[CONSIGNE A] Extrayez de l'extrait de page le passage qui commence par les mots contenant "À grand renfort" et se termine par "et Getir subsistent.".

Les premiers pas de Getir en France se voulaient pourtant prometteurs. Arrivée de façon tonitruante dans l'Hexagone, l'entreprise turque spécialisée dans la livraison rapide de courses à domicile avait su trouver son public à l'instar de ses concurrents Flink, Cajoo, Gorillas ou encore Frichti. En Île-de-France, elle représentait 25% des livraisons de ce type selon le cabinet de suivi de la consommation NielsenIQ.
À grand renfort de publicités XXL, de remises séduisantes pour attirer toujours plus de clients, le secteur du "quick commerce" pour "commerce rapide" a connu un développement foudroyant en Europe. Mais la chute qui s'amorce semble tout aussi fulgurante. Ce mardi, Getir France a annoncé son placement en redressement judiciaire quelques mois après avoir acquis l'Allemand Gorillas, lui-même propriétaire du Français Frichti. Alors que les plateformes étaient une quinzaine il y a seulement deux ans, ce vaste mouvement de concentration, qui n'augurait déjà rien de bon, a réduit leur nombre à...deux. Seuls Flink et Getir subsistent.

[CONSIGNE B] Recopiez à l'identique, dans les enregistrements, les lignes allant de celle qui contient "Mark the red" jusqu'à celle qui contient "[130, 0, 474, 353]", ces deux lignes comprises.

[DONNÉES FOURNIES]
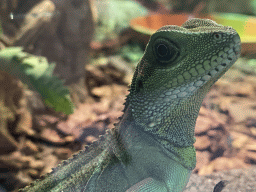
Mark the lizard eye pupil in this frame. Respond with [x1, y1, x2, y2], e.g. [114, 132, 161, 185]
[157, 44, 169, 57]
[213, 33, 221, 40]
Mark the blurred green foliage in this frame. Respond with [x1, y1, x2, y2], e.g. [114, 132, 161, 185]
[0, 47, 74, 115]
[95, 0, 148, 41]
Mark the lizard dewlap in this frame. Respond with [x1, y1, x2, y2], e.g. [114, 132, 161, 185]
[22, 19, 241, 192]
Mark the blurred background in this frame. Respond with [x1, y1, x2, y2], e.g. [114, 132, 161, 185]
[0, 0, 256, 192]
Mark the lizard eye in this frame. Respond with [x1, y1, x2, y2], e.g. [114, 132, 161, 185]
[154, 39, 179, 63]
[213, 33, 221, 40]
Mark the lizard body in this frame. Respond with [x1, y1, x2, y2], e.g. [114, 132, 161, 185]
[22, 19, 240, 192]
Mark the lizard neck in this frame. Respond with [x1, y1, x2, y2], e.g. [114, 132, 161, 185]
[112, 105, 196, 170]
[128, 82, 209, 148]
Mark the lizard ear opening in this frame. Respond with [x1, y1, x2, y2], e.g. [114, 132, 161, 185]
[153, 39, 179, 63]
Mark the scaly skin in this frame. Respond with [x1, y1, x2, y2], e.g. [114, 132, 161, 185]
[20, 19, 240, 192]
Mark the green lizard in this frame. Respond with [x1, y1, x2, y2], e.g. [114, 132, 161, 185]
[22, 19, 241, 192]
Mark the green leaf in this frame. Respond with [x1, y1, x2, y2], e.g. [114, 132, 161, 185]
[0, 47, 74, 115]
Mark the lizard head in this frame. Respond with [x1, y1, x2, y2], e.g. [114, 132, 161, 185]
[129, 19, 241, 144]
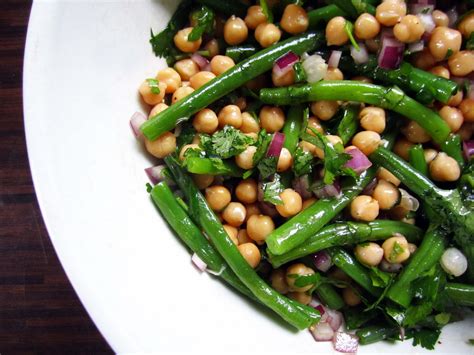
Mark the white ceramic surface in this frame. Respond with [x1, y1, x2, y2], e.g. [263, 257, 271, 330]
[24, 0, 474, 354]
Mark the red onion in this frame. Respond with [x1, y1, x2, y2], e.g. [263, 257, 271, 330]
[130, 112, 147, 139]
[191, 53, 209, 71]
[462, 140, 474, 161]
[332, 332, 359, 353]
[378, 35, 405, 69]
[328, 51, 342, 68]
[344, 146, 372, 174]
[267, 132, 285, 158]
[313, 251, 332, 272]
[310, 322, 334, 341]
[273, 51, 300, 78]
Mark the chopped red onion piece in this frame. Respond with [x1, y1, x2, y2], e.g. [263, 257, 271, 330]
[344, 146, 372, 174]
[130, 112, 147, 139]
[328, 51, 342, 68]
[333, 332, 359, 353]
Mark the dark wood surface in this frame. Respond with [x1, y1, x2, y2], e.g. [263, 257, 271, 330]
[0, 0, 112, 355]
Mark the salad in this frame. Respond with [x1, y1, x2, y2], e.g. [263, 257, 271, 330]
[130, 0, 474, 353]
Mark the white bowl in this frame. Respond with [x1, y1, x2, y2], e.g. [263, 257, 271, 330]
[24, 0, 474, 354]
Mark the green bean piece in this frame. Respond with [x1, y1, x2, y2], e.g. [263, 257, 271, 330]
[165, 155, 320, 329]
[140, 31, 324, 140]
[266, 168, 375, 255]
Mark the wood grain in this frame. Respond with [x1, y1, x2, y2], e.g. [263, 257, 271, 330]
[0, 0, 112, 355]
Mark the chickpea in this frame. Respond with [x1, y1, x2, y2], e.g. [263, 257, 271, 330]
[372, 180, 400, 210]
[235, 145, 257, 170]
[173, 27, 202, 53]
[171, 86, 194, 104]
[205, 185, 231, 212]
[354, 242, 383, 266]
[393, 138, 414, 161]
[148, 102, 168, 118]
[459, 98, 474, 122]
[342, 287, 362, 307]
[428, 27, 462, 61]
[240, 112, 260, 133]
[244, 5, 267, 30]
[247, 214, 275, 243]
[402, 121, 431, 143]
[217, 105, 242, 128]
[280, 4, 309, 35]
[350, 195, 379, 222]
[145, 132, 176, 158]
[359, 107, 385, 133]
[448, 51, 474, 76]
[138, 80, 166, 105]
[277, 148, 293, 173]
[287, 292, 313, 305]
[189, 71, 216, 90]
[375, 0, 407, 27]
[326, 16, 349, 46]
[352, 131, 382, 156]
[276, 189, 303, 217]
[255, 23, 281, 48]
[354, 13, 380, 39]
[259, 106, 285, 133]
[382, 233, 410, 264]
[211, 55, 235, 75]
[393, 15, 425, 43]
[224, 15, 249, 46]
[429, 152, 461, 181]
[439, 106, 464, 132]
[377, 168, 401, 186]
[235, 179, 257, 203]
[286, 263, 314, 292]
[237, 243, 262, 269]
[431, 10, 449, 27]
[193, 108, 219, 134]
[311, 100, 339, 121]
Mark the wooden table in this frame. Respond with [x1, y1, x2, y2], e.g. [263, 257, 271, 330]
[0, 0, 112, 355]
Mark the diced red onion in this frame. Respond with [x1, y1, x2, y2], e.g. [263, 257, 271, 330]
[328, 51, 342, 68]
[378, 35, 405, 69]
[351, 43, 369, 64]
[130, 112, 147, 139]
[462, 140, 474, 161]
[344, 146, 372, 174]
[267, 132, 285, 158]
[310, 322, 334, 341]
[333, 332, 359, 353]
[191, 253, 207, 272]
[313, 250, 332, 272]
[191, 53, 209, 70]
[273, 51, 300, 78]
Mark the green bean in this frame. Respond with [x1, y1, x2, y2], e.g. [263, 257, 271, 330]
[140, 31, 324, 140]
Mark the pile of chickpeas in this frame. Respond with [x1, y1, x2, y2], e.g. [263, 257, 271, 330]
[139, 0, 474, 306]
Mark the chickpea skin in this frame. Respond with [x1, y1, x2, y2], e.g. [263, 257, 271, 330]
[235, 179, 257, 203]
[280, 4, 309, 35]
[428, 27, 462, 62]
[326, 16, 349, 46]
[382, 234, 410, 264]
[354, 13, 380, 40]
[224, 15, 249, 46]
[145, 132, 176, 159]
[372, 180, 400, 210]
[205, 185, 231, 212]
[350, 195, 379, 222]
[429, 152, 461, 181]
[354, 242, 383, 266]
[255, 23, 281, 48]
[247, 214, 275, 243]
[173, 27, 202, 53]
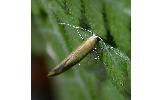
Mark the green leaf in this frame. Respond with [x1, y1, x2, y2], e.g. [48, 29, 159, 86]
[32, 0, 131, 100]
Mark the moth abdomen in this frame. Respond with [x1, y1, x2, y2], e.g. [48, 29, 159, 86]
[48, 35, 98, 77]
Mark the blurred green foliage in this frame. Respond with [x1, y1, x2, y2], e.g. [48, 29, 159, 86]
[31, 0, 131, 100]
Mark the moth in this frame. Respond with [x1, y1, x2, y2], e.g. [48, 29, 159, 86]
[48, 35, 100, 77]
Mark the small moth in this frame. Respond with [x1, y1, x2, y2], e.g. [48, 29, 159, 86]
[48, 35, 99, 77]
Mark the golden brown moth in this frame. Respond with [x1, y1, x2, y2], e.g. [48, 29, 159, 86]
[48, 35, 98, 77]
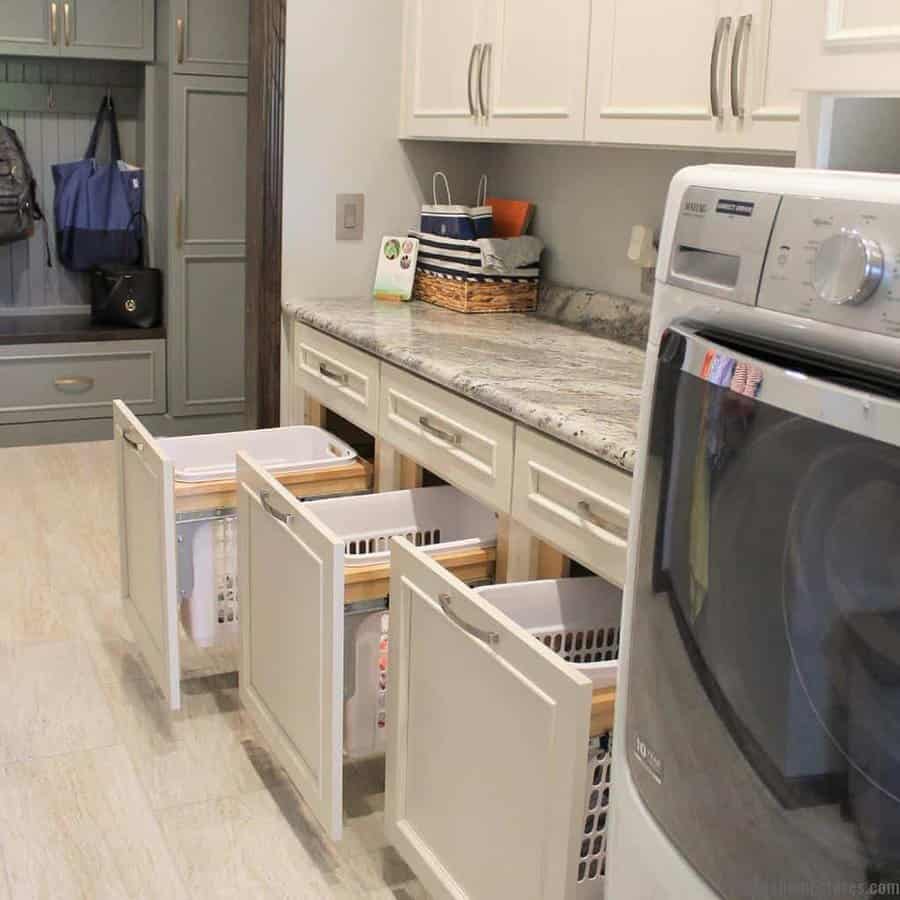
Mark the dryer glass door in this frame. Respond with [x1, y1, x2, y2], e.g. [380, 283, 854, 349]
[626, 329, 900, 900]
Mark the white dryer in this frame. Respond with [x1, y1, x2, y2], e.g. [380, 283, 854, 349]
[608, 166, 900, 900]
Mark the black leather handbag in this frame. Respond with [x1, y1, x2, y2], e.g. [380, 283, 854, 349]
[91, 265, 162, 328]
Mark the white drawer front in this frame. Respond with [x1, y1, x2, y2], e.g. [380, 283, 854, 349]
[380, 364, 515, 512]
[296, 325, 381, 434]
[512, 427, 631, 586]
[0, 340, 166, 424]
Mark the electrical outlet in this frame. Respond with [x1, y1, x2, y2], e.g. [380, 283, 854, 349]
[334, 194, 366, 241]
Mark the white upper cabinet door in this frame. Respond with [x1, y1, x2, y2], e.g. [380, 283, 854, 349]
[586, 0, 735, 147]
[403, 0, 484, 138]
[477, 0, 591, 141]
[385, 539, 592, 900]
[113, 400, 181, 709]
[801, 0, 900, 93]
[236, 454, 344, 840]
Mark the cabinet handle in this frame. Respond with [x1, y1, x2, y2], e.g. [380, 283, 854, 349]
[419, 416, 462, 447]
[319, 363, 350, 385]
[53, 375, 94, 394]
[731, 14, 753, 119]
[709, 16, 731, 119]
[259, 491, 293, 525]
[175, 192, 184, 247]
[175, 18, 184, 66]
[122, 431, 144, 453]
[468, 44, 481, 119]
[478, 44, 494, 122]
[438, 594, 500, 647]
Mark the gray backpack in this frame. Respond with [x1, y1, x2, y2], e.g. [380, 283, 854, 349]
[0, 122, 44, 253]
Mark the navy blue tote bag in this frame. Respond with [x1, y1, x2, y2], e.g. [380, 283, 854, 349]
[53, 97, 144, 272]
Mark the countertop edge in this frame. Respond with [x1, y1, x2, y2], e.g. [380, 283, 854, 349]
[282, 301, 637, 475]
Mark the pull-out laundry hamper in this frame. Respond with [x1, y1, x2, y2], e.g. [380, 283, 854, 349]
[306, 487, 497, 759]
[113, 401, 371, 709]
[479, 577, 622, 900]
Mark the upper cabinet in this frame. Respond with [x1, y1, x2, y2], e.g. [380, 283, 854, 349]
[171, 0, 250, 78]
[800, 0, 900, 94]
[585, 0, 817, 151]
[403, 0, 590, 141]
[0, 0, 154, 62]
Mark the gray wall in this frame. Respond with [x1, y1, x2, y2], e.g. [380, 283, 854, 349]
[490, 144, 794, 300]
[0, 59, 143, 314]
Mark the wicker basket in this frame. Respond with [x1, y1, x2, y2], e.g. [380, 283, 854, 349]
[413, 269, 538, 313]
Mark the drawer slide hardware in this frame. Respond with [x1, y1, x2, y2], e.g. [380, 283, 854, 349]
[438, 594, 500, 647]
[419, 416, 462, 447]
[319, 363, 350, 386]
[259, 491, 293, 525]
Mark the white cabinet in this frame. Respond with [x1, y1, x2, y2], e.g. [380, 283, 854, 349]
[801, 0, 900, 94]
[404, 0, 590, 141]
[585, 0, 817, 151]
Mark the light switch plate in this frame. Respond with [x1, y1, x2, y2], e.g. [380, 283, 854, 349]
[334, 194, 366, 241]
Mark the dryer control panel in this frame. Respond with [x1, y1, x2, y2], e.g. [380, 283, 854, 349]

[RÉPONSE A]
À grand renfort de publicités XXL, de remises séduisantes pour attirer toujours plus de clients, le secteur du "quick commerce" pour "commerce rapide" a connu un développement foudroyant en Europe. Mais la chute qui s'amorce semble tout aussi fulgurante. Ce mardi, Getir France a annoncé son placement en redressement judiciaire quelques mois après avoir acquis l'Allemand Gorillas, lui-même propriétaire du Français Frichti. Alors que les plateformes étaient une quinzaine il y a seulement deux ans, ce vaste mouvement de concentration, qui n'augurait déjà rien de bon, a réduit leur nombre à...deux. Seuls Flink et Getir subsistent.

[RÉPONSE B]
Mark the red onion in this frame. Respond with [x1, y1, x2, y2], e.g. [263, 257, 271, 330]
[130, 112, 147, 139]
[191, 53, 209, 71]
[462, 140, 474, 161]
[332, 332, 359, 353]
[378, 35, 405, 69]
[328, 51, 342, 68]
[344, 146, 372, 174]
[267, 132, 285, 158]
[313, 251, 332, 272]
[310, 322, 334, 341]
[273, 51, 300, 78]
Mark the chopped red onion piece in this frame. Respond with [x1, y1, x2, y2], e.g. [263, 257, 271, 330]
[344, 146, 372, 174]
[130, 112, 147, 139]
[328, 51, 342, 68]
[333, 332, 359, 353]
Mark the dark wood surface in this frame. Respond with [x1, y1, x2, y2], e.g. [263, 257, 271, 330]
[0, 0, 112, 355]
Mark the salad in this frame. Respond with [x1, y1, x2, y2], e.g. [263, 257, 271, 330]
[130, 0, 474, 353]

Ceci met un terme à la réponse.